* Stored records
▬▬▬▬▬▬▬▬▬▬

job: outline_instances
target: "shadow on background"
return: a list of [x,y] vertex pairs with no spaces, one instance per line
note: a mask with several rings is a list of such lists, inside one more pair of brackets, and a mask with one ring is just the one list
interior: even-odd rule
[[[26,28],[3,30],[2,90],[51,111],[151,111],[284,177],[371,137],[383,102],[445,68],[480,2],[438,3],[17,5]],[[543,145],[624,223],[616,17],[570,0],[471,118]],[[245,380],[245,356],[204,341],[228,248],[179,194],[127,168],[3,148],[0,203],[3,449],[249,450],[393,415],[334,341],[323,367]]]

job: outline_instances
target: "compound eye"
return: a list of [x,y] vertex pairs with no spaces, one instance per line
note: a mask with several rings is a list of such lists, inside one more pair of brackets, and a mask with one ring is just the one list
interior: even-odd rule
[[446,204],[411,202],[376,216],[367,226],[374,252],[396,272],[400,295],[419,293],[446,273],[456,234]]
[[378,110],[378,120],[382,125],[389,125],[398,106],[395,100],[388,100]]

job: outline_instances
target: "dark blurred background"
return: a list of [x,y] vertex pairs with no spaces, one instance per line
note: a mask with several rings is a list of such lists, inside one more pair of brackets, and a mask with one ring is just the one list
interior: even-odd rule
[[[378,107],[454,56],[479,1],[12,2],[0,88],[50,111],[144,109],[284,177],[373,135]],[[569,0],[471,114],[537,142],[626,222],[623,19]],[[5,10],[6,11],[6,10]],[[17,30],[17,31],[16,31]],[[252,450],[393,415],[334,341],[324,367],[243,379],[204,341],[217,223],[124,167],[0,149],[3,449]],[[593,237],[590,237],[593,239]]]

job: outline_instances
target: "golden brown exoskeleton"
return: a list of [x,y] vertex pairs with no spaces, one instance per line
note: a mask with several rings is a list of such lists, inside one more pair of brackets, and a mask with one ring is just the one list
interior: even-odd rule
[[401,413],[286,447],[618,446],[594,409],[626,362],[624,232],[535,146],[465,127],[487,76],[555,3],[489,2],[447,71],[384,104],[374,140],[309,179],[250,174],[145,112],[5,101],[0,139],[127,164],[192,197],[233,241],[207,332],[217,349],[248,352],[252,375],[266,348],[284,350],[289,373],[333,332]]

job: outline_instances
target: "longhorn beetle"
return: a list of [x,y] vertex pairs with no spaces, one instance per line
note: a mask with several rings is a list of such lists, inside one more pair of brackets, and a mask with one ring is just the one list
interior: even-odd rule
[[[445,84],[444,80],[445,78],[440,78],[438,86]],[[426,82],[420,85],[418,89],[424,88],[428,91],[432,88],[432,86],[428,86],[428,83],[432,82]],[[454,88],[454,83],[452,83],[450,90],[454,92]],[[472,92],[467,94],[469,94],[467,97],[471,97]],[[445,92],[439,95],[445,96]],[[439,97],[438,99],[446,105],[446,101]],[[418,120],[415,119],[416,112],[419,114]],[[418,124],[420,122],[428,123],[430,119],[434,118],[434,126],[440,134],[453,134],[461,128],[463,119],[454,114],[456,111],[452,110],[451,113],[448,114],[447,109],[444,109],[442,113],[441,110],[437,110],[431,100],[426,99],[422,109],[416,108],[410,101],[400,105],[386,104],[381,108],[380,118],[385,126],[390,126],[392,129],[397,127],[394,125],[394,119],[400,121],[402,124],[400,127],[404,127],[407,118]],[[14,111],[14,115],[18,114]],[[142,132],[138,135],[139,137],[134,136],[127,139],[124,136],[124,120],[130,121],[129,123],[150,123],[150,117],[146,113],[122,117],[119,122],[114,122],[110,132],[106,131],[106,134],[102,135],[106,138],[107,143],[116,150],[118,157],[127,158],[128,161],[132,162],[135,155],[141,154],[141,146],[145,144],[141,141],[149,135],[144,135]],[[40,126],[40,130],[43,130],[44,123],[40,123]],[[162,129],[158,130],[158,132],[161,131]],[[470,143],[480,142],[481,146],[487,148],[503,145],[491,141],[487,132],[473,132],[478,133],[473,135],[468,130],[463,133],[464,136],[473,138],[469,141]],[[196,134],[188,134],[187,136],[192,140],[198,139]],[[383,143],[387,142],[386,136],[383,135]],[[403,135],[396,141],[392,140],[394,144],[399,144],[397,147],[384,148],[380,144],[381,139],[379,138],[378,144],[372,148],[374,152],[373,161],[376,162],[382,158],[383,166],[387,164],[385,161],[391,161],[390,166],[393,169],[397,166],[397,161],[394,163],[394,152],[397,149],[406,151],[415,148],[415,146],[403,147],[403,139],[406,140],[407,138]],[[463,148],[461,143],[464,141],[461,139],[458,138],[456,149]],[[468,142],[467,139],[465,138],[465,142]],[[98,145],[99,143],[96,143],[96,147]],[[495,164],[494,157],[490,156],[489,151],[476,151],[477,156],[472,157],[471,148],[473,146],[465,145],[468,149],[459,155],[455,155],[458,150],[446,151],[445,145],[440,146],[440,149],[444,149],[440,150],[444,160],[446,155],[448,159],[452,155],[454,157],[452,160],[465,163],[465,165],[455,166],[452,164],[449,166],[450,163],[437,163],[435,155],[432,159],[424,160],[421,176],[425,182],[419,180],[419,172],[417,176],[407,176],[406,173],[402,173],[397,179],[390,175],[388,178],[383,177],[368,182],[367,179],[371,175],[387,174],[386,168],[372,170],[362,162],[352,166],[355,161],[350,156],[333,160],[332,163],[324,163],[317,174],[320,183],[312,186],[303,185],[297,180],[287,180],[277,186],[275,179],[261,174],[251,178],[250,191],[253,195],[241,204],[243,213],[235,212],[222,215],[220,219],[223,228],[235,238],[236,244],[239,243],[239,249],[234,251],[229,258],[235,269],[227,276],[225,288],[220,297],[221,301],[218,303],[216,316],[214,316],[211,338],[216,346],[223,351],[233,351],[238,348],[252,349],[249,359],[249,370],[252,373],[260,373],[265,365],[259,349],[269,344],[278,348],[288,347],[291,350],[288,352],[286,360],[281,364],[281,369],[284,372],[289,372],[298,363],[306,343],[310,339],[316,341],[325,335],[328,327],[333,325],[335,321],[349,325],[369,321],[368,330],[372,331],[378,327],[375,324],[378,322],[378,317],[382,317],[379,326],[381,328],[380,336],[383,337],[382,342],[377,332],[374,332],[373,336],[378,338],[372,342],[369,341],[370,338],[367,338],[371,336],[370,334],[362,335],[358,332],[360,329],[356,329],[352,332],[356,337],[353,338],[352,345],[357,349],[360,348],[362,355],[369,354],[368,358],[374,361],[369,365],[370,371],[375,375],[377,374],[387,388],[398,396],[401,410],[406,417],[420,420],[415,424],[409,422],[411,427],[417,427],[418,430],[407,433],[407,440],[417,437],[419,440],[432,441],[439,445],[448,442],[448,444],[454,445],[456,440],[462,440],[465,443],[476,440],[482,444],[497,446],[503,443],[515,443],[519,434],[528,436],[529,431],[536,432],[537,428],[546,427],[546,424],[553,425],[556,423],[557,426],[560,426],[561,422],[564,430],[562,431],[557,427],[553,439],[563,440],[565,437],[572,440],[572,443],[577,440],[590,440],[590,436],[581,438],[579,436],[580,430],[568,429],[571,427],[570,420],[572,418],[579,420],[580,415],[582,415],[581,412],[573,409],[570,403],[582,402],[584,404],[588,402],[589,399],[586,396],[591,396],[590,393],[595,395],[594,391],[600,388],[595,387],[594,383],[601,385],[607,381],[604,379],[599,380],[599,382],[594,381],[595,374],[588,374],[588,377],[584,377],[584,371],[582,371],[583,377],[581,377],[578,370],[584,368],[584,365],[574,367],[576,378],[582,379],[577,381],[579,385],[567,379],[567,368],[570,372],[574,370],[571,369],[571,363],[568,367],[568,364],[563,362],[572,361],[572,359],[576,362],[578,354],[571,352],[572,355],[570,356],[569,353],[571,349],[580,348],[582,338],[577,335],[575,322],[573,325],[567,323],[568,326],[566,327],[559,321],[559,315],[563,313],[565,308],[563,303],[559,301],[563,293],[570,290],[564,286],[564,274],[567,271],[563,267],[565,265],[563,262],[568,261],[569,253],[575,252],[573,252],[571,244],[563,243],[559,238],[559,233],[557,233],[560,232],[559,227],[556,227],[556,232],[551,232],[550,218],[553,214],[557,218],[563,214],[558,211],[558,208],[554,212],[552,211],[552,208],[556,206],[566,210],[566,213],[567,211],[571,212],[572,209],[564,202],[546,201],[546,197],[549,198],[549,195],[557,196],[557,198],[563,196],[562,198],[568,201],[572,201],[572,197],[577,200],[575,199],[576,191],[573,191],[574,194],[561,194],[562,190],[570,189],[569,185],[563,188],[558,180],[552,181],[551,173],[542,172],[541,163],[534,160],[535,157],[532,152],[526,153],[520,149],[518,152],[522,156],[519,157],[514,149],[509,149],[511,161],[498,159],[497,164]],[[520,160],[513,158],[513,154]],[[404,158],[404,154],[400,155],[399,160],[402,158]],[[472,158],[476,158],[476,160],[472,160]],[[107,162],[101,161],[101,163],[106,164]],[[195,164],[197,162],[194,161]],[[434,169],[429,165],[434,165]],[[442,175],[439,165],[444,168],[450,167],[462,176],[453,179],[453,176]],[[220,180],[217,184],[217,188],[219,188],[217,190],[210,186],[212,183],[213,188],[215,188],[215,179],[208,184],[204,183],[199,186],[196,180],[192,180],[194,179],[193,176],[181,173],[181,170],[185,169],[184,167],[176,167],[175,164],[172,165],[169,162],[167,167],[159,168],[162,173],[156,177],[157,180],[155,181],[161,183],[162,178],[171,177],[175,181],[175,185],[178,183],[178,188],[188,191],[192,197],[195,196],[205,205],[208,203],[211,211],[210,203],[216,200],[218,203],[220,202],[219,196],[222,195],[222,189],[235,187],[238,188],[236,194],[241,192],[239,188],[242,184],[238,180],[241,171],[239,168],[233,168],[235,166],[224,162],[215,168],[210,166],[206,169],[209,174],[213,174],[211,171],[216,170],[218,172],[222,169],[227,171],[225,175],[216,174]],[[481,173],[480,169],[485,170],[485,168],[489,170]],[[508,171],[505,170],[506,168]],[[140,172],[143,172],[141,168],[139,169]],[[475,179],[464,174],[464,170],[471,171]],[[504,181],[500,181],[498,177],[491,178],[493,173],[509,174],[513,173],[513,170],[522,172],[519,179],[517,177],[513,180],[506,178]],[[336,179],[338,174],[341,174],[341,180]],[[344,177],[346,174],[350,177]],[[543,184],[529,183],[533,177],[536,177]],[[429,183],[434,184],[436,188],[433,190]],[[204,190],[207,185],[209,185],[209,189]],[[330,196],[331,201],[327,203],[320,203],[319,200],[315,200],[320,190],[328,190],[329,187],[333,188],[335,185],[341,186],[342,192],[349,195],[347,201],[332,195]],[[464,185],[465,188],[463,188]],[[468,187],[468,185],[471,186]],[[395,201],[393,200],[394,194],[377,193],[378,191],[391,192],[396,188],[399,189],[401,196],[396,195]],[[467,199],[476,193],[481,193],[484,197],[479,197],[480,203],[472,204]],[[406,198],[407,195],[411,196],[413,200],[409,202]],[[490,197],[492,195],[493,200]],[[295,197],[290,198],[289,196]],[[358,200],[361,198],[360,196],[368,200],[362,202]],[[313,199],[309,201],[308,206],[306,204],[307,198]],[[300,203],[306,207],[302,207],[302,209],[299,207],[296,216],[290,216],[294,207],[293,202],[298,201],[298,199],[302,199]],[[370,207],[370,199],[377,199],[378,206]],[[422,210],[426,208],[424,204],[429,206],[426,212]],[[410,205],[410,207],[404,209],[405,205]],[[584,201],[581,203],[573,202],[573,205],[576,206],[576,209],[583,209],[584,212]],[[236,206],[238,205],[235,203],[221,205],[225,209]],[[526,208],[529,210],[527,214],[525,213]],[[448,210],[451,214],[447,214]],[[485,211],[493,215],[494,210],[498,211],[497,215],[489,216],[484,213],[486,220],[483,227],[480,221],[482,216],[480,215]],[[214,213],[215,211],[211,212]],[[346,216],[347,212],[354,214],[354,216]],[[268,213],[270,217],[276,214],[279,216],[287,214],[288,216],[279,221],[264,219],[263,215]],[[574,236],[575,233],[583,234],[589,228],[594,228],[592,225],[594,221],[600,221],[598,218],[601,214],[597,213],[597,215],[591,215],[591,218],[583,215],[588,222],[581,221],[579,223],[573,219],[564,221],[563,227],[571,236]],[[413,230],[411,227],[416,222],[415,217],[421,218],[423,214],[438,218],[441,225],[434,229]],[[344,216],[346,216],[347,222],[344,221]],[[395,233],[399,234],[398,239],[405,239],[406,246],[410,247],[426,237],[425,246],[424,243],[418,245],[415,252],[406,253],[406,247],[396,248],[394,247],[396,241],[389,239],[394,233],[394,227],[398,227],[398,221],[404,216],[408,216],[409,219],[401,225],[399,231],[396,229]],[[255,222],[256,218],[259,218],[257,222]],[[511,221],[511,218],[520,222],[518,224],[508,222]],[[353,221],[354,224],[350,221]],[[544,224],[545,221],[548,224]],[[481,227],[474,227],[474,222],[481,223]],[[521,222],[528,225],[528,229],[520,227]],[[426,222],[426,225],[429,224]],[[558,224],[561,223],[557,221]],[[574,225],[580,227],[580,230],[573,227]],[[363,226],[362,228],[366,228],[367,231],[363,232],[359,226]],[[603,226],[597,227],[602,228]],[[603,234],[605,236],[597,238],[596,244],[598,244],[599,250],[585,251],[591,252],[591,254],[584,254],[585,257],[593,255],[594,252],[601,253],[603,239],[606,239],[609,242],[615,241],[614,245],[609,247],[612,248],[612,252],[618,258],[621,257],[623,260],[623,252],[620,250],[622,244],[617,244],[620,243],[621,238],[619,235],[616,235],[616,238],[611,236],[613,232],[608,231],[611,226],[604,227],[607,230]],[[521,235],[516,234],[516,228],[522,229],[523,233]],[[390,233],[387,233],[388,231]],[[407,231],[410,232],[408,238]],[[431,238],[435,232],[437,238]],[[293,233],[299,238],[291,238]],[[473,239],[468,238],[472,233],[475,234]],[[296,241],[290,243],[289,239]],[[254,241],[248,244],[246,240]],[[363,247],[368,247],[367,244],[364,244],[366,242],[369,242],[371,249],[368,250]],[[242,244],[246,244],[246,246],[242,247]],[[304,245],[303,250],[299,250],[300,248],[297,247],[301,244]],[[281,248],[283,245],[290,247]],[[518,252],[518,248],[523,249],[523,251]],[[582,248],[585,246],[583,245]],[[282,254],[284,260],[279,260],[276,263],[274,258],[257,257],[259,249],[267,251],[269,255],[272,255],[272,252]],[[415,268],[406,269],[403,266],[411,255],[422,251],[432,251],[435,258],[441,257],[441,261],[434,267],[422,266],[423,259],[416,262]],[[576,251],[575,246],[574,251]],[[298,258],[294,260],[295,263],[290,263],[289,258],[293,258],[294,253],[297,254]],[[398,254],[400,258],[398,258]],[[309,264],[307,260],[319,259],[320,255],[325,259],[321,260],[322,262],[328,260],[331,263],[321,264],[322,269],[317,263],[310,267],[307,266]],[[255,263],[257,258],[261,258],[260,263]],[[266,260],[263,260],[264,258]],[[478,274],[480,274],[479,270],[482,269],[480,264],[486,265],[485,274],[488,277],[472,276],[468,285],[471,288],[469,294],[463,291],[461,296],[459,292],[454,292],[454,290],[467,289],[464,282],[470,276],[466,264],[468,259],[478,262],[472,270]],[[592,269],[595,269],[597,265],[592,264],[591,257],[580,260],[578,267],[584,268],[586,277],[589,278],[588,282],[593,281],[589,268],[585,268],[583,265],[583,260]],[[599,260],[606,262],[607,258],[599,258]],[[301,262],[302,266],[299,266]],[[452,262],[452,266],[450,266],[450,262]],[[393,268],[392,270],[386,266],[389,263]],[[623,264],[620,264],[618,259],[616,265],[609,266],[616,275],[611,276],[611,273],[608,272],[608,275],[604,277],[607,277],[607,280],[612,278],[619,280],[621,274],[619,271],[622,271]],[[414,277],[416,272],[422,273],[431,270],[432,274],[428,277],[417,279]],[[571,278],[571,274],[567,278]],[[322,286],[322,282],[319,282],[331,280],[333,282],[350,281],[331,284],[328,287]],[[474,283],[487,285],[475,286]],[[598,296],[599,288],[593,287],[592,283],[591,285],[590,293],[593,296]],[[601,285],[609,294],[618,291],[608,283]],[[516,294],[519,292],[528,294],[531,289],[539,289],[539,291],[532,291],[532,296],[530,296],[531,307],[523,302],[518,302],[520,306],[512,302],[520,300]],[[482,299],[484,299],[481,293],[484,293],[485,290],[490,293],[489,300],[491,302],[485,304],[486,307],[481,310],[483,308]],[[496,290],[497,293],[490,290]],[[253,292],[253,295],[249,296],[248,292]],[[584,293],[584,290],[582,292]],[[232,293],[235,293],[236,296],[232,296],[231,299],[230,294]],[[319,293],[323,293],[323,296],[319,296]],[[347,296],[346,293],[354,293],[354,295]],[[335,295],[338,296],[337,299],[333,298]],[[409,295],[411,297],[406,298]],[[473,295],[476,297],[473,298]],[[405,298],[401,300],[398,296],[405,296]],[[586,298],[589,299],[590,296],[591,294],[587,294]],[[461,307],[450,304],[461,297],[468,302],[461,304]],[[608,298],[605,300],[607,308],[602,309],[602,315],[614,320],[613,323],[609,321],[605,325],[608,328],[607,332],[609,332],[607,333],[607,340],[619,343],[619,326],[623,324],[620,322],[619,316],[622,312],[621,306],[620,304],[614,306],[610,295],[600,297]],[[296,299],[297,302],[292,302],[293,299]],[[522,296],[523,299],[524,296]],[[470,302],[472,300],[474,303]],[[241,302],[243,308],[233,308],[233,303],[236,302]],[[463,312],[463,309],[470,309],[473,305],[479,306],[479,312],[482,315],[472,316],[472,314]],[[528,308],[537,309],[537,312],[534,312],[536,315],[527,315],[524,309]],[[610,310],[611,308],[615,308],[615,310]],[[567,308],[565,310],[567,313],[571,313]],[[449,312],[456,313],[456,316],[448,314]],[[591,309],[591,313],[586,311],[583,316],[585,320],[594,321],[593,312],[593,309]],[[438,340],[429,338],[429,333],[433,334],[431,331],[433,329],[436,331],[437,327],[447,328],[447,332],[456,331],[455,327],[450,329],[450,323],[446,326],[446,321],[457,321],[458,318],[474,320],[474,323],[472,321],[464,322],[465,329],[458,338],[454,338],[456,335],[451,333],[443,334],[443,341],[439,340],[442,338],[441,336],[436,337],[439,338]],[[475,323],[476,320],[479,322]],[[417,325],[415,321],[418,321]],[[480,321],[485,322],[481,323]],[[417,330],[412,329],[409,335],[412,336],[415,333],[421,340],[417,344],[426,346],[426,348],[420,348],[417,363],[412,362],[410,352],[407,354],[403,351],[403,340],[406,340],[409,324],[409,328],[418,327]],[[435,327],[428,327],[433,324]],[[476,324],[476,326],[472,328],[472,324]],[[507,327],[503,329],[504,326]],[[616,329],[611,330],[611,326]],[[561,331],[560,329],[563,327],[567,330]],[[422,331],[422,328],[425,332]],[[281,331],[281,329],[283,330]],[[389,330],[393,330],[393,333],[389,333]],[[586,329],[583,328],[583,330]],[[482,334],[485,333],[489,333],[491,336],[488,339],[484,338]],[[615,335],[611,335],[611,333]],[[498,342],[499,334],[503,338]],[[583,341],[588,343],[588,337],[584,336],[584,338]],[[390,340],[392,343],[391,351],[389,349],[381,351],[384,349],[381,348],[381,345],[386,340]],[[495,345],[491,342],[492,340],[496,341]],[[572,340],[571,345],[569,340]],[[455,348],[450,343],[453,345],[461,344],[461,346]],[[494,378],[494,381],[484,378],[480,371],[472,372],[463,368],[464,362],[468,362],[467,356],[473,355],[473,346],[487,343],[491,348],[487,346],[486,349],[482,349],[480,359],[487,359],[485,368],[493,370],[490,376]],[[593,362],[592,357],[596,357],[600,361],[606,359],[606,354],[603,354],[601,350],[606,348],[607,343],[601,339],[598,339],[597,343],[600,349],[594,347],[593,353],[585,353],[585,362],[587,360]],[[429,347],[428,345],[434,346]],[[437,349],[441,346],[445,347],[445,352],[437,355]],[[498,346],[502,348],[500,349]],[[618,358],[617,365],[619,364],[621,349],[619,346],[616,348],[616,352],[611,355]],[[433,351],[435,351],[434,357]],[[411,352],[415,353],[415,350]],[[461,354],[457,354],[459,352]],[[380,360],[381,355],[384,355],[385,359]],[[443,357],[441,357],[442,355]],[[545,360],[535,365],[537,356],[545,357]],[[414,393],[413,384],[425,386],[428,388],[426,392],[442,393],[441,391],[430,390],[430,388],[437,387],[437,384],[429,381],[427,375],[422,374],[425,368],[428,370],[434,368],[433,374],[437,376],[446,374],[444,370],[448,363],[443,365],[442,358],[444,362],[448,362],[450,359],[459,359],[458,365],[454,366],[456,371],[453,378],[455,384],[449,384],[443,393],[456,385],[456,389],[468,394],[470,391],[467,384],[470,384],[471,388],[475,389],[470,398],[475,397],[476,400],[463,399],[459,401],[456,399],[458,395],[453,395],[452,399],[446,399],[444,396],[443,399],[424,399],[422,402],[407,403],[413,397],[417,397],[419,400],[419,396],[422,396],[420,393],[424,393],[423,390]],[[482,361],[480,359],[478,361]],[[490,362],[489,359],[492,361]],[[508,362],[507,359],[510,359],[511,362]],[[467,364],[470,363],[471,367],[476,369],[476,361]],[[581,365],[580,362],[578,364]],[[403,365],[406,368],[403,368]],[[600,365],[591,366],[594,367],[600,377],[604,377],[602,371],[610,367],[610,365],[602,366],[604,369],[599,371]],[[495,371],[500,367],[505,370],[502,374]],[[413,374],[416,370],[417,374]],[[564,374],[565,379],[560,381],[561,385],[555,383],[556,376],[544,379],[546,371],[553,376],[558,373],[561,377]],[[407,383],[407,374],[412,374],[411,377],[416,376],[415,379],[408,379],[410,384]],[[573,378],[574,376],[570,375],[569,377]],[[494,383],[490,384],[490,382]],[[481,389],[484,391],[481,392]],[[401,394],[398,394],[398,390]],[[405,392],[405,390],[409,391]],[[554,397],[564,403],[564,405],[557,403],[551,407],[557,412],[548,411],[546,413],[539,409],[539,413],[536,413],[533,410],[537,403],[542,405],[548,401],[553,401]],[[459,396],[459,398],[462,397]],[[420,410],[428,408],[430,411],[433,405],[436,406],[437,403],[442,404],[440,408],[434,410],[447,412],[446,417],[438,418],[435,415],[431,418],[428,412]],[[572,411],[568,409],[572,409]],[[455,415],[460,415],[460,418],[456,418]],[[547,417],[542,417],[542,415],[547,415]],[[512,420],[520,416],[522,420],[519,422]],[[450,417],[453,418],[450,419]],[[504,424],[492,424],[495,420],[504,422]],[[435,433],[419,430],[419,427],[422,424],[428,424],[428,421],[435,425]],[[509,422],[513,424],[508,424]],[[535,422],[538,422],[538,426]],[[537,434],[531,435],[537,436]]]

▬▬▬▬▬▬▬▬▬▬

* What needs to be done
All lines above that include the word "target" must be copied into the answer.

* Task answer
target: "shadow on background"
target: "compound eye"
target: "dark blurred background"
target: "golden brown exoskeleton"
target: "longhorn beetle"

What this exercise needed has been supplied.